(Assignment):
Where the records below reach the line containing "Indicate one point for each instance of the flared", start transcribing, and end with the line containing "Indicate one point for each instance of the wood grain handle", exactly and with nothing else added.

(The input):
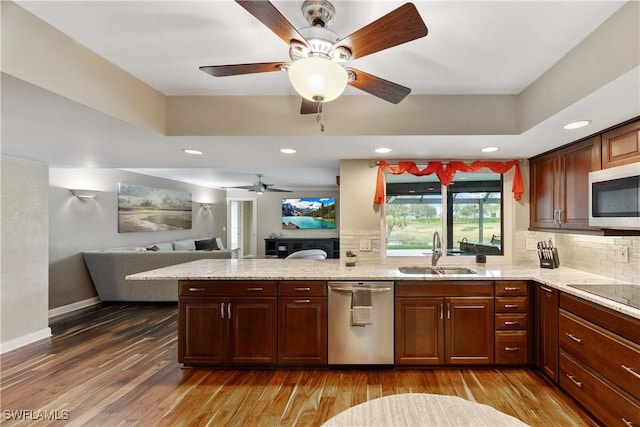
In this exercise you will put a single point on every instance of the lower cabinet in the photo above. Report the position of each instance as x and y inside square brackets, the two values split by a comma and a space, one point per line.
[227, 323]
[600, 360]
[547, 353]
[302, 323]
[448, 323]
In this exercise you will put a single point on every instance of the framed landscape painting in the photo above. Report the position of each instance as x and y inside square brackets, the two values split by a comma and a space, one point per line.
[143, 208]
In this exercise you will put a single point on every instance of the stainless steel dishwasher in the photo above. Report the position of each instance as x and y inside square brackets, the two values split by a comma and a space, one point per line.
[371, 344]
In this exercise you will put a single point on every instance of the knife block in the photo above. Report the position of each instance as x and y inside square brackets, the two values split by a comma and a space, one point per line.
[550, 263]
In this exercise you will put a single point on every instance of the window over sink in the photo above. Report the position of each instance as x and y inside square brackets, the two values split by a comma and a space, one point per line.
[468, 214]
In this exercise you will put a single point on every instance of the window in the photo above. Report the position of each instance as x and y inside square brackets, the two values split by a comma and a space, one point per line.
[467, 214]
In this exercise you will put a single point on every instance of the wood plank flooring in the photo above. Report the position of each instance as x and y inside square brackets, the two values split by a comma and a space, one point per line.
[116, 366]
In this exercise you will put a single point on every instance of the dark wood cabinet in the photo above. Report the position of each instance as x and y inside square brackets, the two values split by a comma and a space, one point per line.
[281, 247]
[560, 185]
[547, 331]
[302, 323]
[227, 322]
[599, 360]
[621, 146]
[512, 322]
[444, 323]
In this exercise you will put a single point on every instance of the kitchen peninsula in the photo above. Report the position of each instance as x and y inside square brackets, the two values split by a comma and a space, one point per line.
[270, 312]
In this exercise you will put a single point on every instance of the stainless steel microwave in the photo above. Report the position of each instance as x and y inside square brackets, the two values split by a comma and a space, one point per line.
[614, 197]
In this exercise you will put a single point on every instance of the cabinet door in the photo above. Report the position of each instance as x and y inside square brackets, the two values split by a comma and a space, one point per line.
[419, 331]
[302, 330]
[253, 331]
[469, 333]
[621, 146]
[576, 163]
[545, 191]
[203, 330]
[547, 339]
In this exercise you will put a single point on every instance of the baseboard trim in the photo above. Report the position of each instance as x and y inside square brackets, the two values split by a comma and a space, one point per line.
[58, 311]
[24, 340]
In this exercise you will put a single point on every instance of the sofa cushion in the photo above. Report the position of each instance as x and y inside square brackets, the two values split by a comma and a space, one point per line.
[184, 245]
[164, 246]
[206, 245]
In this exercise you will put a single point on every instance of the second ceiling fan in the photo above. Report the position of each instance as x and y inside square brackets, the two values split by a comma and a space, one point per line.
[318, 55]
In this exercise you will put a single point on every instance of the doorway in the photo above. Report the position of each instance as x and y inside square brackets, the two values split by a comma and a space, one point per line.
[243, 226]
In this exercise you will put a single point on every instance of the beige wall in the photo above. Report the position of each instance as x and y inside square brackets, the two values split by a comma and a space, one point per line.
[77, 226]
[24, 258]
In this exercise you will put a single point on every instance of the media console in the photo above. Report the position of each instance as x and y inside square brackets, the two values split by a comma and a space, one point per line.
[281, 247]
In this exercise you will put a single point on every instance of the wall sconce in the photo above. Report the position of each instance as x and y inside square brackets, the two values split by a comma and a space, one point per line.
[84, 194]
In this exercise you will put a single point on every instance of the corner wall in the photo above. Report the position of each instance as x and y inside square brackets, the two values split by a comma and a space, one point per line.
[76, 226]
[24, 258]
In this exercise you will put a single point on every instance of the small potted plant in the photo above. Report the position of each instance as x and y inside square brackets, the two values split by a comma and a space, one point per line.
[351, 259]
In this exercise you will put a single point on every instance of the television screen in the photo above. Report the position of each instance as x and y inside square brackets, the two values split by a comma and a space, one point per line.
[314, 212]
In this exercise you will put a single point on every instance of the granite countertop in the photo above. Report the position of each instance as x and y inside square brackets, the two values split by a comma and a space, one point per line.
[333, 269]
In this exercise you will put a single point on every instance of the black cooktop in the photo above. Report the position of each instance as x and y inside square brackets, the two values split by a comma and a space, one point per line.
[624, 294]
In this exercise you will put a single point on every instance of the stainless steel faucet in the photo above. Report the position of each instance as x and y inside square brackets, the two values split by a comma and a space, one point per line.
[436, 249]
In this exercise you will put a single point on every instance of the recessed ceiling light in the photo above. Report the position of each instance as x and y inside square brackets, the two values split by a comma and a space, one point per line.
[577, 124]
[489, 149]
[382, 150]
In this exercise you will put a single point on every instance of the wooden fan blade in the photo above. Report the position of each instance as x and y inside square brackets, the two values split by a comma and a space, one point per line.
[309, 107]
[399, 26]
[266, 13]
[237, 69]
[378, 86]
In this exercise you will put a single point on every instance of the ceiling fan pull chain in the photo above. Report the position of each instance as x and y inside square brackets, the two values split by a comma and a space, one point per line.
[319, 115]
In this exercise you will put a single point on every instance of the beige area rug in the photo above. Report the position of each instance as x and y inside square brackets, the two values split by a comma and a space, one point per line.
[421, 409]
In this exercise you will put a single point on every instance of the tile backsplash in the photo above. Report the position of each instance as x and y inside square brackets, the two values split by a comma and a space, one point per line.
[592, 254]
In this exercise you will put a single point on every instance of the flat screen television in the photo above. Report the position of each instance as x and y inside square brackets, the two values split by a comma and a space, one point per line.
[309, 213]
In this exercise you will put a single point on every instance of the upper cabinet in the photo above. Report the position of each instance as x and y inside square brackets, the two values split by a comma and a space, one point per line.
[621, 146]
[559, 186]
[560, 179]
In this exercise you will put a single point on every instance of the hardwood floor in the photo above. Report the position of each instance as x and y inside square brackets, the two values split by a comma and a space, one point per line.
[117, 366]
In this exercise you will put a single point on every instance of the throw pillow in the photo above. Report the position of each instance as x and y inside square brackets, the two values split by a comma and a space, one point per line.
[206, 245]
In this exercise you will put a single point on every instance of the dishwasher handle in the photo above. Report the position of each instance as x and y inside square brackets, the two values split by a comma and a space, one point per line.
[373, 290]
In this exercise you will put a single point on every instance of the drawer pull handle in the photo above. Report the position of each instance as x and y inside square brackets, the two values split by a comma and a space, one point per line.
[631, 371]
[573, 380]
[576, 339]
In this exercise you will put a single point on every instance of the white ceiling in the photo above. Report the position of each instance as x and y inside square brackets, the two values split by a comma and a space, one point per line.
[473, 47]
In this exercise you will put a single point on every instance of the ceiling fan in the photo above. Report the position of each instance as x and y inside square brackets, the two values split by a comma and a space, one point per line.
[260, 187]
[318, 55]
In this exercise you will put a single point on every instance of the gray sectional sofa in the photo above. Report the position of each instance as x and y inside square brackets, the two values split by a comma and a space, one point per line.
[109, 267]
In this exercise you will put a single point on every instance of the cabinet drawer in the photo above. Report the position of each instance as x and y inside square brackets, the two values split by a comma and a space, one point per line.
[511, 288]
[515, 304]
[511, 320]
[302, 288]
[228, 288]
[612, 356]
[601, 398]
[511, 347]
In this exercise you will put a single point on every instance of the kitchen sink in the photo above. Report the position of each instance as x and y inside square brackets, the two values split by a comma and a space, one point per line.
[440, 271]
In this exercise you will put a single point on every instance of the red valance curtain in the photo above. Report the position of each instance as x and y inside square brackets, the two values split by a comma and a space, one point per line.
[446, 172]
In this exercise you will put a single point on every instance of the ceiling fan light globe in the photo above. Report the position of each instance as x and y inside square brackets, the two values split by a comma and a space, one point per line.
[318, 78]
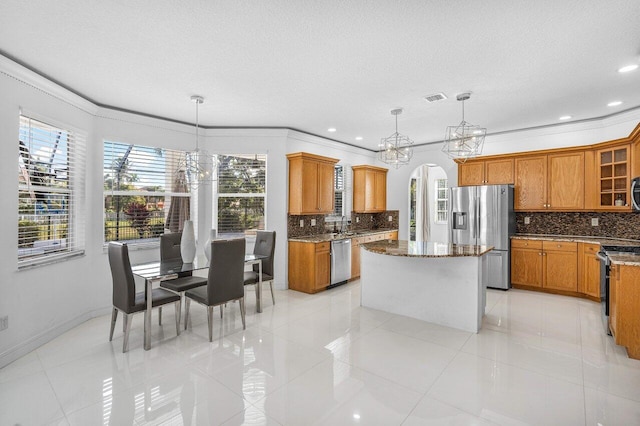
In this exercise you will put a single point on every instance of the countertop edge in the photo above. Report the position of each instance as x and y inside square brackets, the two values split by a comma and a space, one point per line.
[321, 238]
[374, 247]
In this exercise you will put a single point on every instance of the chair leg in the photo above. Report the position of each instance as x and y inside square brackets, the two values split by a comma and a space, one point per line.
[127, 321]
[178, 306]
[187, 304]
[242, 312]
[210, 321]
[114, 316]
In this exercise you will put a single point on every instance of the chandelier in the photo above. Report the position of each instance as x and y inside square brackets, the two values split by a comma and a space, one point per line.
[197, 165]
[396, 149]
[465, 140]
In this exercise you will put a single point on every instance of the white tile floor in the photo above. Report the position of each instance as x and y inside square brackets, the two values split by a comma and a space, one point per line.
[322, 359]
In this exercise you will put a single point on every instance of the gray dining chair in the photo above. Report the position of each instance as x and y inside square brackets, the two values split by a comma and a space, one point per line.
[170, 250]
[265, 245]
[125, 298]
[224, 282]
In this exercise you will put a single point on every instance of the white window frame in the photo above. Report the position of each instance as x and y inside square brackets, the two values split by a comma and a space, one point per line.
[437, 199]
[164, 190]
[248, 233]
[65, 147]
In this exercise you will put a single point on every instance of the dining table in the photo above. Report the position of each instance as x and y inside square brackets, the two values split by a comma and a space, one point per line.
[157, 271]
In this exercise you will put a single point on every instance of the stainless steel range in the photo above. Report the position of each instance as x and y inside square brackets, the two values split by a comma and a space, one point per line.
[605, 267]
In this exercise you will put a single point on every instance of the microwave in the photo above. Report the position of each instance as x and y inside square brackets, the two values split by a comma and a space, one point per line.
[635, 194]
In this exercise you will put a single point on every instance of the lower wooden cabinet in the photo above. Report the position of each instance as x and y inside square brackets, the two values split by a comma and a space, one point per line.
[550, 265]
[624, 307]
[309, 266]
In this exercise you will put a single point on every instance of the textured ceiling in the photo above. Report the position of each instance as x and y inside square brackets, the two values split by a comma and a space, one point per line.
[311, 65]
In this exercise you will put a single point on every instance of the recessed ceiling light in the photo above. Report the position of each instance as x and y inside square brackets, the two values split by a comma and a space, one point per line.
[628, 68]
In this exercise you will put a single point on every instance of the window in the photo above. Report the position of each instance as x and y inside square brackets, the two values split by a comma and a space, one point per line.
[241, 194]
[442, 200]
[50, 192]
[339, 191]
[144, 192]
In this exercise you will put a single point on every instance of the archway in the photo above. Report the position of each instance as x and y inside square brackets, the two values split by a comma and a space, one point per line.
[428, 204]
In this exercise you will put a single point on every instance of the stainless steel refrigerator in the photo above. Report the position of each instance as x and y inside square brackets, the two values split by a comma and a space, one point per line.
[483, 215]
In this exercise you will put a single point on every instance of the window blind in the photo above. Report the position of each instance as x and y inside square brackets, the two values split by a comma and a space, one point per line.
[51, 176]
[145, 192]
[241, 194]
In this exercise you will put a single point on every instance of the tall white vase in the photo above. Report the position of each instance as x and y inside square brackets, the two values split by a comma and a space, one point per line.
[207, 246]
[188, 242]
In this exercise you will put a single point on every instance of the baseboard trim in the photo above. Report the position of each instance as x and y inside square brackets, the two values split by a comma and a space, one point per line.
[34, 342]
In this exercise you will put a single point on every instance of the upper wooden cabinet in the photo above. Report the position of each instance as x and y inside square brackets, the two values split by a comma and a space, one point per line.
[550, 182]
[311, 183]
[613, 167]
[593, 177]
[486, 172]
[369, 189]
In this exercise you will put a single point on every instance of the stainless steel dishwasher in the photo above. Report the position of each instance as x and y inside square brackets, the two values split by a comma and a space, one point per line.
[340, 261]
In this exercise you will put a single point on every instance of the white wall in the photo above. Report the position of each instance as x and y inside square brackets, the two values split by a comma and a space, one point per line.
[577, 134]
[44, 302]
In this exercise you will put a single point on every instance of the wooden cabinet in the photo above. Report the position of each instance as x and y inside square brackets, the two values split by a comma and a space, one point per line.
[550, 182]
[369, 189]
[560, 265]
[530, 190]
[526, 262]
[486, 172]
[309, 266]
[311, 183]
[589, 270]
[550, 265]
[624, 307]
[613, 168]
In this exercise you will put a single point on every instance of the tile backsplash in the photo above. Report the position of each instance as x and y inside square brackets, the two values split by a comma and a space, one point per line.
[613, 225]
[359, 222]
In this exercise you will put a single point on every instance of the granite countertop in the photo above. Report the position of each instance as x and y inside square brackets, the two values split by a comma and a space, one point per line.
[424, 249]
[319, 238]
[578, 239]
[630, 259]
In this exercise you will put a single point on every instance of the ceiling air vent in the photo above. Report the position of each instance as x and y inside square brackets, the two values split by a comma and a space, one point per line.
[435, 97]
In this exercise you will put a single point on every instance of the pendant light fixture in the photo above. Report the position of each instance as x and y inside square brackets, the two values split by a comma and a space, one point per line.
[197, 165]
[396, 149]
[465, 140]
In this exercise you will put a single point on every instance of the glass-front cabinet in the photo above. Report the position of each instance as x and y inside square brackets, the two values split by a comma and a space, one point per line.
[613, 177]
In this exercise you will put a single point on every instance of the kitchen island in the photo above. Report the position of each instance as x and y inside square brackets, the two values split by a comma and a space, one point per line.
[430, 281]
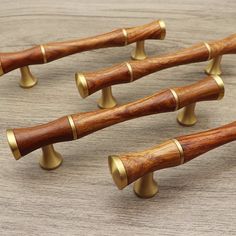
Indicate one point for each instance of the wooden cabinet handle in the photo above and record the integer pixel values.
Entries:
(91, 82)
(53, 51)
(24, 140)
(129, 167)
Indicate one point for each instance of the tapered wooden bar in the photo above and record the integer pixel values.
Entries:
(129, 167)
(24, 140)
(52, 51)
(133, 70)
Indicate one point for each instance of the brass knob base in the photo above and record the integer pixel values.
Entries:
(27, 79)
(214, 67)
(107, 100)
(139, 52)
(146, 187)
(187, 116)
(50, 159)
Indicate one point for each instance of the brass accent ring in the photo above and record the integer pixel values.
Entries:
(118, 171)
(176, 98)
(72, 125)
(124, 31)
(1, 69)
(130, 71)
(181, 151)
(13, 144)
(43, 53)
(81, 85)
(209, 50)
(163, 29)
(220, 83)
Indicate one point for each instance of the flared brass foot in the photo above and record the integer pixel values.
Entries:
(146, 187)
(187, 116)
(139, 52)
(214, 67)
(27, 79)
(50, 159)
(107, 100)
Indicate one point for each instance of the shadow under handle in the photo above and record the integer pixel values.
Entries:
(129, 167)
(52, 51)
(24, 140)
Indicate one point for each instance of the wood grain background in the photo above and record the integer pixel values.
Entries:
(80, 198)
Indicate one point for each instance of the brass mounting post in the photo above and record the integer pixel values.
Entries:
(50, 159)
(146, 187)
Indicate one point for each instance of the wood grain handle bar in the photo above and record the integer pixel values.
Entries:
(24, 140)
(89, 83)
(129, 167)
(53, 51)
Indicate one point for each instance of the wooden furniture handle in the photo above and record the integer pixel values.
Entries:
(24, 140)
(53, 51)
(91, 82)
(129, 167)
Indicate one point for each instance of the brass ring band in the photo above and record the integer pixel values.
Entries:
(81, 85)
(220, 83)
(181, 151)
(176, 98)
(209, 50)
(43, 53)
(1, 69)
(13, 144)
(124, 31)
(130, 71)
(73, 128)
(163, 29)
(118, 171)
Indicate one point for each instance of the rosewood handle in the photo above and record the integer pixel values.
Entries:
(91, 82)
(129, 167)
(53, 51)
(24, 140)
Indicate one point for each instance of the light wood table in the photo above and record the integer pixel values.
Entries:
(79, 198)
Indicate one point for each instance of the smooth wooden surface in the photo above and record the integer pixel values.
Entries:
(29, 139)
(118, 74)
(80, 198)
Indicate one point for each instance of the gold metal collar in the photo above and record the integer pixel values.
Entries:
(181, 151)
(13, 144)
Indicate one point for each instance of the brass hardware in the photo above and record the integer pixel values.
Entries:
(27, 79)
(50, 159)
(181, 151)
(125, 35)
(146, 186)
(209, 50)
(118, 171)
(176, 98)
(139, 52)
(13, 144)
(130, 71)
(73, 128)
(220, 83)
(187, 116)
(163, 29)
(214, 67)
(107, 100)
(81, 85)
(1, 69)
(43, 53)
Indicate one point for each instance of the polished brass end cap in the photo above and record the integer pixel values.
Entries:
(118, 171)
(81, 85)
(220, 83)
(13, 144)
(163, 29)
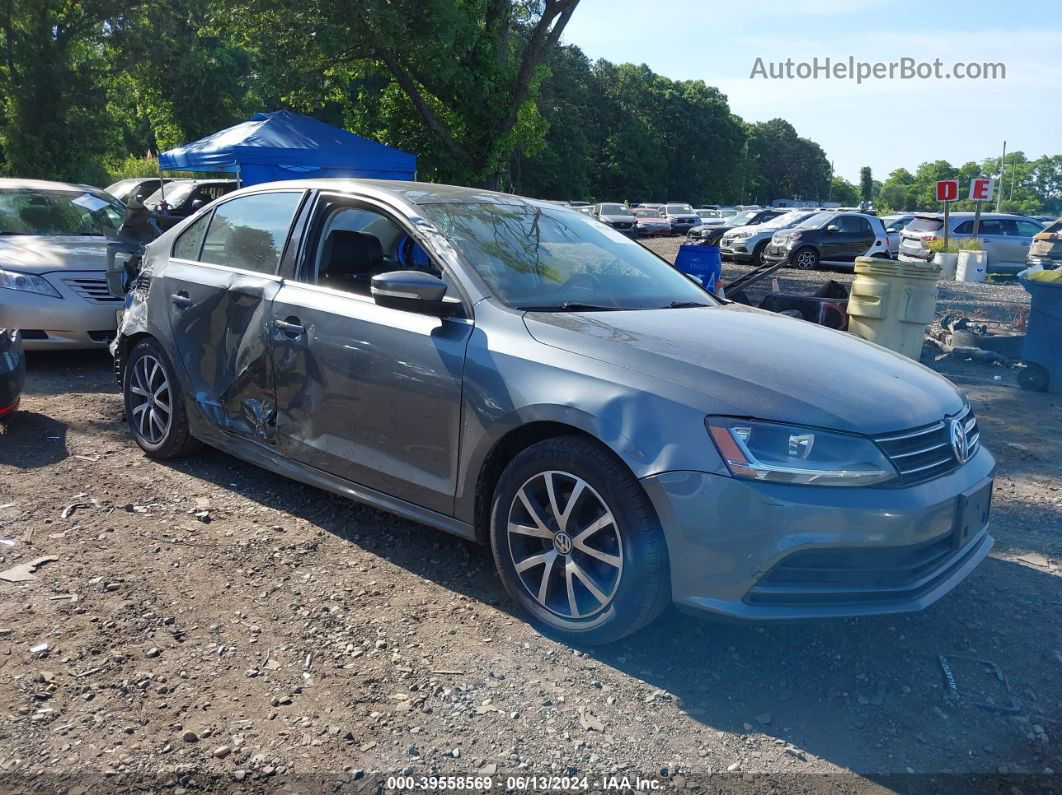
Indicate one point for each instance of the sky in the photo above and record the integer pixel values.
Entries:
(881, 123)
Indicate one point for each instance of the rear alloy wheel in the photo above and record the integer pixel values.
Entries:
(806, 259)
(577, 542)
(154, 408)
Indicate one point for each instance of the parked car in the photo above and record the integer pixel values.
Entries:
(53, 261)
(681, 217)
(1046, 248)
(12, 370)
(136, 189)
(893, 224)
(712, 235)
(515, 373)
(185, 196)
(748, 243)
(711, 217)
(1007, 238)
(650, 223)
(616, 215)
(828, 238)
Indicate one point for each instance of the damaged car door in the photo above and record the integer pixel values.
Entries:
(367, 393)
(219, 283)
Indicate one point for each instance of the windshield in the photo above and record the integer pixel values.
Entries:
(814, 222)
(550, 259)
(786, 219)
(58, 212)
(175, 194)
(741, 219)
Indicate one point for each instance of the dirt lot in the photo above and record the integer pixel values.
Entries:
(208, 623)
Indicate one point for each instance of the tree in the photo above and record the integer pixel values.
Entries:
(53, 83)
(866, 185)
(470, 71)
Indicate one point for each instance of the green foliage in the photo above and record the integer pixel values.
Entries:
(866, 185)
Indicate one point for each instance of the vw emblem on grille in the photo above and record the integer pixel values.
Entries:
(959, 442)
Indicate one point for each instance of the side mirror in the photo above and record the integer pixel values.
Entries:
(413, 291)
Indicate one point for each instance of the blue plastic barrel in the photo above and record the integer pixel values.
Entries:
(702, 261)
(1043, 339)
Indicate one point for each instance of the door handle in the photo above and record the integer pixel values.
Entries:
(291, 327)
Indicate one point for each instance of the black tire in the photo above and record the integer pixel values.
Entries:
(174, 439)
(757, 254)
(641, 589)
(804, 259)
(1033, 378)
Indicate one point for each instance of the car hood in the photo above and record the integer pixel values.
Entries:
(760, 364)
(44, 254)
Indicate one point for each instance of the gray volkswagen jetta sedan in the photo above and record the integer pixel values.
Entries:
(515, 373)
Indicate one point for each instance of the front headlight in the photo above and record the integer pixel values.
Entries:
(781, 453)
(27, 282)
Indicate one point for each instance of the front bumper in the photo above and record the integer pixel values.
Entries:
(743, 549)
(68, 323)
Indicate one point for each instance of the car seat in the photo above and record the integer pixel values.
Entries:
(348, 260)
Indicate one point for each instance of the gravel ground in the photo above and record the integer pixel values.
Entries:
(207, 623)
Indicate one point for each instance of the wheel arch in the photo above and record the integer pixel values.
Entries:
(506, 448)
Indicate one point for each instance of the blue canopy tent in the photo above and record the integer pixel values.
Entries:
(287, 145)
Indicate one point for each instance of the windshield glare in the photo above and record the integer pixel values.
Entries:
(533, 257)
(175, 193)
(58, 212)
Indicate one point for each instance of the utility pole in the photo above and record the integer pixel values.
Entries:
(1003, 166)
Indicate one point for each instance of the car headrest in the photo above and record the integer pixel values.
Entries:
(350, 253)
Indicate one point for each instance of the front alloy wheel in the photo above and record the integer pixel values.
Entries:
(154, 408)
(564, 545)
(151, 411)
(577, 541)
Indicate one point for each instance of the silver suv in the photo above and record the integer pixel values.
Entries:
(1006, 238)
(747, 243)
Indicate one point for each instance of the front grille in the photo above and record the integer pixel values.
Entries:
(925, 453)
(95, 290)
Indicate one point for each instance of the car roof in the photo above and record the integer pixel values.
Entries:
(985, 215)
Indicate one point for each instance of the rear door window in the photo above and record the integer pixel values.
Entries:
(190, 241)
(250, 232)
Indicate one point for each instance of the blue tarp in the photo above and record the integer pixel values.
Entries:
(287, 145)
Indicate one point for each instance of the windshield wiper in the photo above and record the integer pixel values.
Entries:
(685, 305)
(570, 306)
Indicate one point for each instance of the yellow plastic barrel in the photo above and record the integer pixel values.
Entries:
(892, 303)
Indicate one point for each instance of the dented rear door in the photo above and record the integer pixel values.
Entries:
(219, 294)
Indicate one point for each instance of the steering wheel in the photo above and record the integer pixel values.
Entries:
(583, 281)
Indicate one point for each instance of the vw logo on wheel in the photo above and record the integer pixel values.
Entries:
(562, 542)
(960, 445)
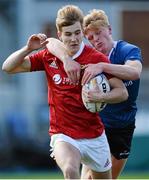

(Written reply):
Indicate one point for each instance of the flared brass foot in the photo above and record the integer pixel values.
Entries:
(146, 187)
(187, 116)
(139, 52)
(214, 67)
(27, 79)
(50, 159)
(107, 100)
Indicate one point for each instance of the shadow under handle in the photo above and record the integer pixel values.
Entries:
(129, 167)
(52, 51)
(24, 140)
Indicate one point for each instance of the wood grain background in the photo above and record the integer pixel values.
Entries:
(80, 198)
Indicate one point for each instance of the brass mounting post in the photo above and record the integer pixel values.
Entries:
(50, 159)
(146, 187)
Indicate one point for each instance of the wood grain handle bar in the photo above and record the integer pixel values.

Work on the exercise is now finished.